*Instructions for the task*
Carry on the news article below about the Dutch computer program on healthy eating and exercise for middle school students, beginning right after its last sentence.

A series of interactive computer exercises designed to encourage healthy eating and physical activity didn't help keep middle school students from gaining extra weight, according to a study in the Netherlands.

The study, which involved close to 900 students and was published in the Archives of Pediatrics & Adolescent Medicine, said the program did lead to short-term improvements in the number of sugary drinks and snacks the children consumed, but was probably too brief to change habits over the long run.

"The ... intervention was associated with positive short-term effects on diet but with no effects or unfavorable effects on physical activity and sedentary behavior," wrote Nicole Ezendam, who was with the Erasmus University Medical Center in Rotterdam when the study was conducted.

The study, conducted at 20 schools in the Netherlands, had half of the roughly 900 12- and 13-year-olds involved act as a comparison group, while the rest completed eight computer sessions over a few months.

*The data*
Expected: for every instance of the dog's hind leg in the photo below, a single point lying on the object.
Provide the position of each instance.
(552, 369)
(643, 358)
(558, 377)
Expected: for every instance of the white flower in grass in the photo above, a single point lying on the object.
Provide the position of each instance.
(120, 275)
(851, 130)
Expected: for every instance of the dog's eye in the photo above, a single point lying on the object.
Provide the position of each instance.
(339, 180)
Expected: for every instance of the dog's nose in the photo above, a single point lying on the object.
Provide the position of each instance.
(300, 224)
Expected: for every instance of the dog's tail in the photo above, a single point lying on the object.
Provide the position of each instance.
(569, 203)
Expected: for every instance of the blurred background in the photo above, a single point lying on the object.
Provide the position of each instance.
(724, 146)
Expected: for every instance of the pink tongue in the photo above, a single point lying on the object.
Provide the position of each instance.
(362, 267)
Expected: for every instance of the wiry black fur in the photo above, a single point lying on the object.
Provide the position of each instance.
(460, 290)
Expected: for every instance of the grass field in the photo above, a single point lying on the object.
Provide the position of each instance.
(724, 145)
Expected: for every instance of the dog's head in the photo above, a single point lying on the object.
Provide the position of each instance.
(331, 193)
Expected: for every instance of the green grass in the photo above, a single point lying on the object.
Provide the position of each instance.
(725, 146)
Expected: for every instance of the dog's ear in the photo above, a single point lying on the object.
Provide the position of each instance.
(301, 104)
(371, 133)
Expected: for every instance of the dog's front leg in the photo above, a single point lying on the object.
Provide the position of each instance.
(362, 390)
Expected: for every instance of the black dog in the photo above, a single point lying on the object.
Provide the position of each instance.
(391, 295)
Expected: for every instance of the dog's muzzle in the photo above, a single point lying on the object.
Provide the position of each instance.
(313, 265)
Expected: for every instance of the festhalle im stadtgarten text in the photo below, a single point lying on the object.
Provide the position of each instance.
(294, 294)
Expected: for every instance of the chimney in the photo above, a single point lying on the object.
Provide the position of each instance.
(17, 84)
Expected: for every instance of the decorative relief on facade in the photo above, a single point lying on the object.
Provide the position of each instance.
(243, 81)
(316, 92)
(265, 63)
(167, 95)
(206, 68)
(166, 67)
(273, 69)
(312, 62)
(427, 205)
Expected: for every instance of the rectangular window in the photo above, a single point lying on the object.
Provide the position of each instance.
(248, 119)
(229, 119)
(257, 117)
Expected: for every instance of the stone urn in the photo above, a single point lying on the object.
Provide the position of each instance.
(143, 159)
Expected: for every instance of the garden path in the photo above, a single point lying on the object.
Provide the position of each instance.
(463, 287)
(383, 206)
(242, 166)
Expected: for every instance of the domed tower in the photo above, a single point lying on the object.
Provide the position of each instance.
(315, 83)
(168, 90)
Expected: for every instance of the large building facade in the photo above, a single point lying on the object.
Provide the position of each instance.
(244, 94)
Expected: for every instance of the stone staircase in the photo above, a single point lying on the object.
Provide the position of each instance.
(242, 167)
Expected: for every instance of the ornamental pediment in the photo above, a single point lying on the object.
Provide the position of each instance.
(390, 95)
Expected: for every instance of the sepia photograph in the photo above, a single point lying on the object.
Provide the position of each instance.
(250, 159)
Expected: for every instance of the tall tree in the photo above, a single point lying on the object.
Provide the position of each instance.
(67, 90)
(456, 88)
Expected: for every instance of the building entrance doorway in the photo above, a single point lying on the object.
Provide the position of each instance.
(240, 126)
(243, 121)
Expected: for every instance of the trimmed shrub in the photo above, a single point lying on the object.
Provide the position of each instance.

*Output for this task*
Each session was on a different health topic, including sugary drinks, fruits and vegetables and sports participation. They taught the children about the benefits of eating better and exercising more, and included a survey on their own health habits and whether or not they wanted to improve them.

The program then helped them create a plan on how they would make positive changes and who would support them.

After four months, children who had gone through the program reported drinking fewer sugary drinks and eating fewer snacks, and slightly more vegetables, than children who didn't. But in general, there was little difference in how much exercise students got after completing the web exercises.

Two years later, a similar number of children in both groups, between 16 to 18 percent, were overweight or obese. There was also no difference in their average body mass index, a measure of weight in relation to height, or the size of their waists.

Ezendam said that the students didn't have additional reminders of the information they learned in each session and might not have had a supportive environment in which to make healthy changes, such as more school gym classes or better cafeteria food.

Other experts agreed that while the concept of web-based programs had potential, it alone was not enough—and may need to last longer.

"I think to increase the efficacy of these types of interventions it's important to continue to be engaged in it beyond eight (sessions), so you learn the skills and techniques and stay motivated," said Mia Lustria, who studies web interventions at Florida State University in Tallahassee but wasn't involved in the study.

"The results are quite encouraging. Health behaviors to begin with are very hard to change."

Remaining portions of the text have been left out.